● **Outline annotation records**
--
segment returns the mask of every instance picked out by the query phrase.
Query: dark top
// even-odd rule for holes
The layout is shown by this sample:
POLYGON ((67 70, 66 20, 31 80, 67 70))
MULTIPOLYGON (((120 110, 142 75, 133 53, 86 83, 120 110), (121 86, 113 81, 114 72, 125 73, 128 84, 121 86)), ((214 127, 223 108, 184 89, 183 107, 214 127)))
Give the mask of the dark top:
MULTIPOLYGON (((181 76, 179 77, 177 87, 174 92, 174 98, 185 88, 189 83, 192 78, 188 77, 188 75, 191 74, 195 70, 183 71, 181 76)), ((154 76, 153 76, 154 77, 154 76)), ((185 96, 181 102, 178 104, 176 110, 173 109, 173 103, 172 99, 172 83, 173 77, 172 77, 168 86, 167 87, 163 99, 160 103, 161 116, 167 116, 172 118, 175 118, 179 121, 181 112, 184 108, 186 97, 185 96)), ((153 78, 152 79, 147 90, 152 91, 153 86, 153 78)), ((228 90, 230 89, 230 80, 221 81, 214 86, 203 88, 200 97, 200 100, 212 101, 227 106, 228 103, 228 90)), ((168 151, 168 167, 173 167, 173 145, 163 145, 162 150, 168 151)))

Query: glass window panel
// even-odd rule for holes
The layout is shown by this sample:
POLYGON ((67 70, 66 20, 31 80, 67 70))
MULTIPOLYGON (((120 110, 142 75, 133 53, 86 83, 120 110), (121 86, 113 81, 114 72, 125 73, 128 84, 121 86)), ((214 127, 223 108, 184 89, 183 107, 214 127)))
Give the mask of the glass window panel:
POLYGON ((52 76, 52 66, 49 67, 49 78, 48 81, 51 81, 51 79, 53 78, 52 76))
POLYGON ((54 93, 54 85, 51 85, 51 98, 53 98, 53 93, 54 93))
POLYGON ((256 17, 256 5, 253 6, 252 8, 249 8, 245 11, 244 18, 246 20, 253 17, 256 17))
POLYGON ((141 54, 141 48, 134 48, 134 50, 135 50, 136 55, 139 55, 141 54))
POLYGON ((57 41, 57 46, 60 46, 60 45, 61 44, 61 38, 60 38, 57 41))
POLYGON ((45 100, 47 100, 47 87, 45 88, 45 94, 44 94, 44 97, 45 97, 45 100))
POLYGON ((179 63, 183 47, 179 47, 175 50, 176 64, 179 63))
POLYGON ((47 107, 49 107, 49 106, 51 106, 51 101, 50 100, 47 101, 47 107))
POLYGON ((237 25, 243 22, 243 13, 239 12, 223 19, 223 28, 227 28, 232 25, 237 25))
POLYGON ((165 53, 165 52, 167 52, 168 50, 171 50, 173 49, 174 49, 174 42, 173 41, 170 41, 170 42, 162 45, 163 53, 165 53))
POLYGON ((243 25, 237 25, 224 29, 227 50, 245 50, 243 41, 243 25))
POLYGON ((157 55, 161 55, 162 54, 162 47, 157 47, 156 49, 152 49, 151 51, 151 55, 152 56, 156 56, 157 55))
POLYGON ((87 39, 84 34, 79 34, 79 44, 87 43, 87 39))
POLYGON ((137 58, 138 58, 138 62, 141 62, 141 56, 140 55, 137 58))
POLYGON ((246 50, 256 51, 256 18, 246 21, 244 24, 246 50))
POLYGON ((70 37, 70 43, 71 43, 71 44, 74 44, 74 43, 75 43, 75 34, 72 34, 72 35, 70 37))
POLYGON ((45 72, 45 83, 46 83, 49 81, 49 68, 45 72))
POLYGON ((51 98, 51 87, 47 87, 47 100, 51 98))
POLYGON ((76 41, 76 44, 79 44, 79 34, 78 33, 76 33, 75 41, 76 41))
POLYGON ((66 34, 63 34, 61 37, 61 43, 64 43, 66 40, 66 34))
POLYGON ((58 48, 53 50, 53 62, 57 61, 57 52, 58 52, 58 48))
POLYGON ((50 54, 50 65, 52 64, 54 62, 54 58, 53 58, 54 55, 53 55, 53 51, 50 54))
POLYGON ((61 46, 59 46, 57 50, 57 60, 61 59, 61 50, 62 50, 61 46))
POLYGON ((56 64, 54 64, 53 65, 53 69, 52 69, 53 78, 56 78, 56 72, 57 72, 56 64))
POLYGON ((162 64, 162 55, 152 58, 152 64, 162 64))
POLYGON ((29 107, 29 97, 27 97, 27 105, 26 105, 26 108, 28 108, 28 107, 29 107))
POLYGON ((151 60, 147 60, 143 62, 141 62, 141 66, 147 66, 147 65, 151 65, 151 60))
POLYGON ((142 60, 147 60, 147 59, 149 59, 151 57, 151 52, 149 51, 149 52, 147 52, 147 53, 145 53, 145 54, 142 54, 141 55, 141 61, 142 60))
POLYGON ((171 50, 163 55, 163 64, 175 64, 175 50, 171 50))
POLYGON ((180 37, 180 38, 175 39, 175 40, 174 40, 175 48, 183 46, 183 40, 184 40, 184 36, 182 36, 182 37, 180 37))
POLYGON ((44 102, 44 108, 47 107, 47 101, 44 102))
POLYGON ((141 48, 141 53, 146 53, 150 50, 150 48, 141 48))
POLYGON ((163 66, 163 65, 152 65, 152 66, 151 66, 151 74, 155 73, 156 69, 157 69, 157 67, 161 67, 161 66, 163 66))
--
● **REQUIREMENTS**
Revise the records above so that every "dark top" reads "black top", keeping everything else the same.

● **RESULT BELOW**
segment returns the mask of every instance picked out by the query phrase.
Query: black top
// even-odd rule for holes
The layout is shown by this sample:
POLYGON ((67 70, 66 20, 31 80, 67 70))
MULTIPOLYGON (((120 110, 142 75, 133 53, 86 83, 120 110), (121 86, 113 81, 114 72, 125 73, 128 84, 121 86)), ((214 127, 223 108, 184 89, 183 107, 214 127)))
Give the mask of the black top:
MULTIPOLYGON (((181 76, 179 77, 177 87, 174 92, 174 98, 185 88, 189 83, 192 78, 188 77, 188 75, 191 74, 195 70, 183 71, 181 76)), ((154 76, 153 76, 154 77, 154 76)), ((185 96, 181 102, 178 104, 176 110, 173 109, 173 103, 172 99, 172 83, 173 77, 172 77, 168 86, 167 87, 163 99, 160 103, 161 116, 167 116, 172 118, 175 118, 179 121, 181 112, 184 108, 186 97, 185 96)), ((153 78, 152 79, 147 90, 152 91, 153 86, 153 78)), ((228 90, 230 89, 230 80, 221 81, 214 86, 203 88, 200 97, 200 100, 212 101, 227 106, 228 103, 228 90)), ((168 151, 168 167, 173 167, 173 145, 163 145, 162 150, 168 151)))

Query: glass window panel
// even-odd rule for holes
The layout is shown by this sample:
POLYGON ((67 70, 66 20, 31 80, 67 70))
MULTIPOLYGON (((120 110, 142 75, 133 53, 86 83, 120 110), (121 86, 113 81, 114 72, 125 73, 128 84, 121 86)), ((214 127, 223 108, 184 89, 183 107, 214 127)))
Give the mask of the glass window panel:
POLYGON ((52 76, 52 66, 49 67, 49 78, 48 81, 51 81, 51 79, 53 78, 52 76))
POLYGON ((54 93, 54 85, 51 85, 51 98, 53 98, 53 93, 54 93))
POLYGON ((256 17, 256 5, 253 6, 252 8, 249 8, 245 11, 244 18, 246 20, 253 17, 256 17))
POLYGON ((141 54, 141 48, 134 48, 134 50, 135 50, 136 55, 139 55, 141 54))
POLYGON ((57 41, 57 46, 60 46, 60 45, 61 44, 61 38, 60 38, 57 41))
POLYGON ((45 100, 47 100, 47 87, 45 88, 45 94, 44 94, 44 97, 45 97, 45 100))
POLYGON ((179 63, 183 47, 179 47, 175 50, 176 64, 179 63))
POLYGON ((47 107, 49 107, 49 106, 51 106, 51 101, 50 100, 47 101, 47 107))
POLYGON ((237 25, 243 22, 243 13, 239 12, 223 19, 223 28, 227 28, 232 25, 237 25))
POLYGON ((165 53, 165 52, 167 52, 168 50, 171 50, 173 49, 174 49, 174 42, 173 41, 170 41, 170 42, 162 45, 163 53, 165 53))
POLYGON ((243 25, 237 25, 224 29, 227 50, 245 50, 243 41, 243 25))
POLYGON ((157 55, 161 55, 162 54, 162 47, 157 47, 156 49, 152 49, 151 51, 151 55, 152 56, 156 56, 157 55))
POLYGON ((87 39, 84 34, 79 34, 79 44, 87 43, 87 39))
POLYGON ((137 58, 138 58, 138 62, 141 62, 141 56, 140 55, 137 58))
POLYGON ((246 50, 256 51, 256 18, 246 21, 244 24, 246 50))
POLYGON ((70 37, 70 43, 71 43, 71 44, 74 44, 74 43, 75 43, 75 34, 72 34, 72 35, 70 37))
POLYGON ((45 72, 45 83, 46 83, 49 81, 49 68, 45 72))
POLYGON ((51 98, 51 87, 47 87, 47 100, 51 98))
POLYGON ((76 41, 76 44, 79 44, 79 34, 78 33, 76 33, 75 41, 76 41))
POLYGON ((66 34, 63 34, 61 37, 61 43, 64 43, 66 40, 66 34))
POLYGON ((58 48, 53 50, 53 62, 57 61, 57 52, 58 52, 58 48))
POLYGON ((50 54, 50 65, 52 64, 54 62, 54 58, 53 58, 54 55, 53 55, 53 51, 50 54))
POLYGON ((61 46, 59 46, 57 50, 57 60, 61 59, 61 50, 62 50, 61 46))
POLYGON ((56 64, 54 64, 53 65, 53 69, 52 69, 53 78, 56 78, 56 72, 57 72, 56 64))
POLYGON ((162 64, 162 55, 152 58, 152 64, 162 64))
POLYGON ((29 107, 29 97, 27 97, 27 105, 26 105, 26 108, 28 108, 28 107, 29 107))
POLYGON ((151 60, 147 60, 143 62, 141 62, 141 66, 147 66, 147 65, 151 65, 151 60))
POLYGON ((142 60, 147 60, 147 59, 149 59, 151 57, 151 52, 149 51, 149 52, 147 52, 147 53, 145 53, 145 54, 142 54, 141 55, 141 61, 142 60))
POLYGON ((171 50, 163 55, 163 64, 175 64, 175 50, 171 50))
POLYGON ((180 37, 180 38, 175 39, 175 40, 174 40, 175 48, 183 46, 183 40, 184 40, 184 36, 182 36, 182 37, 180 37))
POLYGON ((44 102, 44 108, 47 107, 47 101, 44 102))
POLYGON ((141 48, 141 53, 146 53, 150 50, 150 48, 141 48))
POLYGON ((163 66, 163 65, 152 65, 152 66, 151 66, 151 74, 155 73, 156 69, 157 69, 157 67, 161 67, 161 66, 163 66))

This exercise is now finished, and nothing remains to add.